[ポインティング用データセットの記録]
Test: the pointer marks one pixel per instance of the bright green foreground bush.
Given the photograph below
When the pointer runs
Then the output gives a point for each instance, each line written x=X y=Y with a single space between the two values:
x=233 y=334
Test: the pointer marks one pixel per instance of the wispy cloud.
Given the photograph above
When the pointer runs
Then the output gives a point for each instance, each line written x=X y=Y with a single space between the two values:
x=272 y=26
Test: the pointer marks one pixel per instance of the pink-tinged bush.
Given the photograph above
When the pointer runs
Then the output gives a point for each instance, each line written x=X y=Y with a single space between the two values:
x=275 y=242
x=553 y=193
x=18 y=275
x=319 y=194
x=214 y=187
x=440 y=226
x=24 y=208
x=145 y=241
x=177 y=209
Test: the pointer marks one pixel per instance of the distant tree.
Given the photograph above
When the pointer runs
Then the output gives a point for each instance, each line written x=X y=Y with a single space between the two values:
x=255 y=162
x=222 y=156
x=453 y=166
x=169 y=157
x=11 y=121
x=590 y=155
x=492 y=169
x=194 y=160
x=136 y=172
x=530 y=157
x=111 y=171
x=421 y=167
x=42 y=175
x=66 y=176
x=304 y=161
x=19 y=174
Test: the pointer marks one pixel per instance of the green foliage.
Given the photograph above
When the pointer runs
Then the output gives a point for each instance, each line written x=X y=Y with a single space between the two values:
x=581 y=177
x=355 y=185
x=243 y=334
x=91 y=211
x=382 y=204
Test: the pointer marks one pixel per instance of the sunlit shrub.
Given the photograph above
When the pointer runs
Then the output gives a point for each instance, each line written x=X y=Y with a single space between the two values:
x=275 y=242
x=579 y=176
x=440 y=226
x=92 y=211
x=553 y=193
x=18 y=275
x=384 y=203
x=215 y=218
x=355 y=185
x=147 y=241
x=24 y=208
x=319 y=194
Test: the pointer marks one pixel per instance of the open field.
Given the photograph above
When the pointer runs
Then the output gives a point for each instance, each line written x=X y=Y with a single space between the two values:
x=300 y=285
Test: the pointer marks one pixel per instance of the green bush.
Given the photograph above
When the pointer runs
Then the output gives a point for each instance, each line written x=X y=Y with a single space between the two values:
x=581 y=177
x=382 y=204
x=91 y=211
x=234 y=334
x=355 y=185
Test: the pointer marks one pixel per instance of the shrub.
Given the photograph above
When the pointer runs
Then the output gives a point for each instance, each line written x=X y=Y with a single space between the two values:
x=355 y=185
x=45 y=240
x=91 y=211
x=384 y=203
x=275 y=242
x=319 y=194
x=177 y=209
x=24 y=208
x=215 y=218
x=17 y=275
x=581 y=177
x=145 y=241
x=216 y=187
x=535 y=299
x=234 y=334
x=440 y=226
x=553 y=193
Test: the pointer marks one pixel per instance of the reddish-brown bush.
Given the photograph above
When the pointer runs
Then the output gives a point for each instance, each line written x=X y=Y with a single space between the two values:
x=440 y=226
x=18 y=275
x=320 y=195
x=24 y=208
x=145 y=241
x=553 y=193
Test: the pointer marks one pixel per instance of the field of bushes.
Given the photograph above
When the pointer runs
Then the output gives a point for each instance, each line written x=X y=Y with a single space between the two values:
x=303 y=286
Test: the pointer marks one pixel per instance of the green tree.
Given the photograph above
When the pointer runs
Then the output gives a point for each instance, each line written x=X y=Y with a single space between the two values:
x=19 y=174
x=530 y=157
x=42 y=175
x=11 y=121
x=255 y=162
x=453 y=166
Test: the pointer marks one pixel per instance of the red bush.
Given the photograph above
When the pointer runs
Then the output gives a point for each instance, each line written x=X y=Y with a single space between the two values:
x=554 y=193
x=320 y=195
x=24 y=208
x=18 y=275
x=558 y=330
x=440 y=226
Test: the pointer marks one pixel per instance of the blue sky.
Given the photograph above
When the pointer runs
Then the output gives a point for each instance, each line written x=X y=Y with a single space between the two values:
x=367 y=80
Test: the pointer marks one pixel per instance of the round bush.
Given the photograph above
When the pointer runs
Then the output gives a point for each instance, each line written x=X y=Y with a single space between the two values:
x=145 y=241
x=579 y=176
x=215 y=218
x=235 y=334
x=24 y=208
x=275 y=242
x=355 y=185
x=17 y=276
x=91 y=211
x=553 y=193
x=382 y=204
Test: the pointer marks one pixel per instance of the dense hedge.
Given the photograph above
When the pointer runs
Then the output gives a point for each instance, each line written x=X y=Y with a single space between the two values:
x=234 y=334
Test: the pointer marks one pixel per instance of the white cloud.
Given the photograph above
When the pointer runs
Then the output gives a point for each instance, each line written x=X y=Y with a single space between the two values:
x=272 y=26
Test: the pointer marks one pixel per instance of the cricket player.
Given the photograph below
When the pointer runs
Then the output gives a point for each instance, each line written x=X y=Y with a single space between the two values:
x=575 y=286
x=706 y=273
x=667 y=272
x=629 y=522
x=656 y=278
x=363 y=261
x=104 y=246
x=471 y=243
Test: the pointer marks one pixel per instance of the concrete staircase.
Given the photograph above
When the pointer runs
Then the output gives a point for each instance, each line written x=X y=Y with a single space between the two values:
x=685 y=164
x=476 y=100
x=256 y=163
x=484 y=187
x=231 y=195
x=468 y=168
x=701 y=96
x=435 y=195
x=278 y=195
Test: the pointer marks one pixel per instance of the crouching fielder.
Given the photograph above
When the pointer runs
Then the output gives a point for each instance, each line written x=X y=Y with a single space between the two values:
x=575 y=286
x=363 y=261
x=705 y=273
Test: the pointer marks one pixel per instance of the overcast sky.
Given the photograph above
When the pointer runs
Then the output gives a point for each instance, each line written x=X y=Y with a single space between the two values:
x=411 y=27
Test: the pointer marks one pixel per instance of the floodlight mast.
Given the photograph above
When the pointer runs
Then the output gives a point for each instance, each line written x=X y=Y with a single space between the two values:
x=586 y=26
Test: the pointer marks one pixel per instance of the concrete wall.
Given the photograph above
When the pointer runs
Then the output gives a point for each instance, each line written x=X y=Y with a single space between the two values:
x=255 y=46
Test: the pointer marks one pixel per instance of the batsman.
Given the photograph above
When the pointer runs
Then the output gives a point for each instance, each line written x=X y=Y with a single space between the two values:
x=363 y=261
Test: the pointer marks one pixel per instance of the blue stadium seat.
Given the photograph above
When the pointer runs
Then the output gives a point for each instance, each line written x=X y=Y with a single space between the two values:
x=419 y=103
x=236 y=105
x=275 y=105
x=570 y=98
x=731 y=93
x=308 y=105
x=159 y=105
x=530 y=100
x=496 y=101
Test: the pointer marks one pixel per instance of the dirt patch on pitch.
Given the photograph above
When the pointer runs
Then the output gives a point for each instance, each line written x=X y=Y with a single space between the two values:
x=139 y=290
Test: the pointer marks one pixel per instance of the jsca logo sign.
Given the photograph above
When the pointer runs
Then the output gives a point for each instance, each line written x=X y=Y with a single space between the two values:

• **課題**
上記のすべての行を、空行を除いて1行を1つの文字列とするJSON配列として出力してください。

• **解答**
[
  "Test: the pointer marks one pixel per instance of the bright green foreground bush.",
  "Given the photograph below",
  "When the pointer runs",
  "Then the output gives a point for each instance, each line written x=X y=Y with a single space between the two values:",
  "x=233 y=334",
  "Test: the pointer marks one pixel per instance of the wispy cloud.",
  "Given the photograph above",
  "When the pointer runs",
  "Then the output gives a point for each instance, each line written x=X y=Y with a single space between the two values:",
  "x=272 y=26",
  "Test: the pointer marks one pixel per instance of the pink-tinged bush.",
  "Given the photograph above",
  "When the pointer runs",
  "Then the output gives a point for each instance, each line written x=X y=Y with a single space between the two values:",
  "x=275 y=242",
  "x=553 y=193",
  "x=18 y=275",
  "x=319 y=194",
  "x=214 y=187",
  "x=440 y=226",
  "x=24 y=208",
  "x=145 y=241",
  "x=177 y=209",
  "Test: the pointer marks one pixel per instance of the distant tree.",
  "Given the photograph above",
  "When the pointer runs",
  "Then the output gives a point for each instance, each line written x=X y=Y with a single space between the two values:",
  "x=255 y=162",
  "x=222 y=156",
  "x=453 y=166",
  "x=169 y=157",
  "x=11 y=121",
  "x=590 y=155",
  "x=492 y=169",
  "x=194 y=160",
  "x=136 y=172",
  "x=530 y=157",
  "x=111 y=171",
  "x=421 y=167",
  "x=42 y=175",
  "x=66 y=176",
  "x=304 y=161",
  "x=19 y=174",
  "Test: the pointer marks one pixel per instance of the green foliage.",
  "Given the photograph above",
  "When the pointer runs",
  "Then the output gives a point for each instance, each line written x=X y=Y with a single space between the two values:",
  "x=581 y=177",
  "x=355 y=185",
  "x=243 y=334",
  "x=91 y=211",
  "x=382 y=204",
  "Test: the pointer marks one pixel per instance of the sunlit shrub.",
  "Given the photograph above",
  "When the pointer runs",
  "Then the output gives a point for each instance, each line written x=X y=Y with a single space between the two values:",
  "x=275 y=242",
  "x=579 y=176",
  "x=440 y=226",
  "x=92 y=211",
  "x=553 y=193",
  "x=18 y=275",
  "x=384 y=203",
  "x=215 y=218",
  "x=355 y=185",
  "x=147 y=241",
  "x=24 y=208",
  "x=319 y=194",
  "Test: the pointer marks one pixel per instance of the open field.",
  "Given the photograph above",
  "When the pointer runs",
  "Then the output gives a point for each instance, each line written x=X y=Y with a single space between the two values:",
  "x=300 y=285",
  "Test: the pointer marks one pixel per instance of the green bush.",
  "Given the photograph above",
  "When the pointer runs",
  "Then the output gives a point for each instance, each line written x=X y=Y with a single space between the two values:",
  "x=581 y=177",
  "x=382 y=204",
  "x=91 y=211",
  "x=234 y=334",
  "x=355 y=185",
  "Test: the pointer marks one pixel per instance of the shrub.",
  "Given the photograph above",
  "When the pointer runs",
  "Then the output gives a point for each instance, each line written x=X y=Y with a single space between the two values:",
  "x=355 y=185",
  "x=45 y=240",
  "x=91 y=211",
  "x=384 y=203",
  "x=275 y=242",
  "x=319 y=194",
  "x=177 y=209",
  "x=24 y=208",
  "x=215 y=218",
  "x=17 y=275",
  "x=581 y=177",
  "x=145 y=241",
  "x=216 y=187",
  "x=535 y=299",
  "x=234 y=334",
  "x=440 y=226",
  "x=553 y=193",
  "Test: the pointer marks one pixel per instance of the reddish-brown bush.",
  "Given the photograph above",
  "When the pointer runs",
  "Then the output gives a point for each instance, each line written x=X y=Y with a single space between the two values:",
  "x=440 y=226",
  "x=18 y=275",
  "x=320 y=195",
  "x=24 y=208",
  "x=145 y=241",
  "x=553 y=193",
  "Test: the pointer marks one pixel per instance of the field of bushes.",
  "Given the photograph above",
  "When the pointer runs",
  "Then the output gives a point for each instance, each line written x=X y=Y with a single space between the two values:",
  "x=303 y=286",
  "Test: the pointer marks one pixel per instance of the green tree.",
  "Given the photograph above",
  "When the pointer runs",
  "Then the output gives a point for each instance, each line written x=X y=Y with a single space between the two values:",
  "x=19 y=174",
  "x=530 y=157",
  "x=42 y=175",
  "x=11 y=121",
  "x=255 y=162",
  "x=453 y=166",
  "Test: the pointer marks one pixel per instance of the red bush.",
  "Given the photograph above",
  "When the pointer runs",
  "Then the output gives a point for each instance, each line written x=X y=Y with a single space between the two values:",
  "x=554 y=193",
  "x=320 y=195",
  "x=24 y=208",
  "x=18 y=275",
  "x=558 y=330",
  "x=440 y=226",
  "Test: the pointer marks one pixel per instance of the blue sky.",
  "Given the photograph above",
  "When the pointer runs",
  "Then the output gives a point for each instance, each line written x=X y=Y with a single space between the two values:",
  "x=367 y=80",
  "Test: the pointer marks one pixel per instance of the round bush.",
  "Given the photograph above",
  "When the pointer runs",
  "Then the output gives a point for each instance, each line written x=X y=Y with a single space between the two values:",
  "x=145 y=241",
  "x=579 y=176",
  "x=215 y=218",
  "x=235 y=334",
  "x=24 y=208",
  "x=275 y=242",
  "x=355 y=185",
  "x=17 y=276",
  "x=91 y=211",
  "x=553 y=193",
  "x=382 y=204",
  "Test: the pointer marks one pixel per instance of the dense hedge.",
  "Given the photograph above",
  "When the pointer runs",
  "Then the output gives a point for each instance, each line written x=X y=Y with a single space between the two values:",
  "x=234 y=334",
  "Test: the pointer marks one pixel per instance of the white cloud.",
  "Given the photograph above",
  "When the pointer runs",
  "Then the output gives a point for each instance, each line written x=X y=Y with a single space between the two values:",
  "x=272 y=26",
  "Test: the pointer marks one pixel per instance of the cricket player.",
  "Given the photograph below",
  "When the pointer runs",
  "Then the output gives a point for each instance, each line written x=X y=Y with a single space between the two values:",
  "x=575 y=286",
  "x=706 y=273",
  "x=667 y=272",
  "x=629 y=522",
  "x=656 y=278",
  "x=363 y=261",
  "x=104 y=246",
  "x=471 y=243",
  "Test: the pointer marks one pixel per instance of the concrete staircase.",
  "Given the photograph above",
  "When the pointer runs",
  "Then the output gives a point for each instance, each line written x=X y=Y with a single space between the two values:",
  "x=685 y=164",
  "x=476 y=100",
  "x=256 y=163",
  "x=484 y=187",
  "x=231 y=195",
  "x=468 y=168",
  "x=701 y=96",
  "x=435 y=195",
  "x=278 y=195",
  "Test: the pointer marks one pixel per instance of the crouching fielder.",
  "Given the photograph above",
  "When the pointer runs",
  "Then the output gives a point for each instance, each line written x=X y=Y with a single space between the two values:",
  "x=575 y=286",
  "x=363 y=261",
  "x=705 y=273",
  "Test: the pointer marks one pixel per instance of the overcast sky.",
  "Given the photograph above",
  "When the pointer runs",
  "Then the output gives a point for each instance, each line written x=X y=Y with a single space between the two values:",
  "x=411 y=27",
  "Test: the pointer marks one pixel per instance of the floodlight mast.",
  "Given the photograph above",
  "When the pointer runs",
  "Then the output gives a point for each instance, each line written x=X y=Y with a single space between the two values:",
  "x=586 y=26",
  "Test: the pointer marks one pixel per instance of the concrete wall.",
  "Given the photograph above",
  "When the pointer runs",
  "Then the output gives a point for each instance, each line written x=X y=Y with a single space between the two values:",
  "x=255 y=46",
  "Test: the pointer marks one pixel per instance of the batsman.",
  "Given the photograph above",
  "When the pointer runs",
  "Then the output gives a point for each instance, each line written x=X y=Y with a single space between the two values:",
  "x=363 y=261",
  "Test: the pointer marks one pixel per instance of the blue stadium seat.",
  "Given the photograph above",
  "When the pointer runs",
  "Then the output gives a point for each instance, each line written x=X y=Y with a single space between the two values:",
  "x=419 y=103",
  "x=236 y=105",
  "x=275 y=105",
  "x=570 y=98",
  "x=731 y=93",
  "x=308 y=105",
  "x=159 y=105",
  "x=530 y=100",
  "x=496 y=101",
  "Test: the pointer marks one pixel per instance of the dirt patch on pitch.",
  "Given the photograph above",
  "When the pointer runs",
  "Then the output gives a point for each instance, each line written x=X y=Y with a single space between the two values:",
  "x=139 y=290",
  "Test: the pointer marks one pixel per instance of the jsca logo sign.",
  "Given the photograph above",
  "When the pointer runs",
  "Then the output gives a point for each instance, each line written x=X y=Y with a single space between the two values:"
]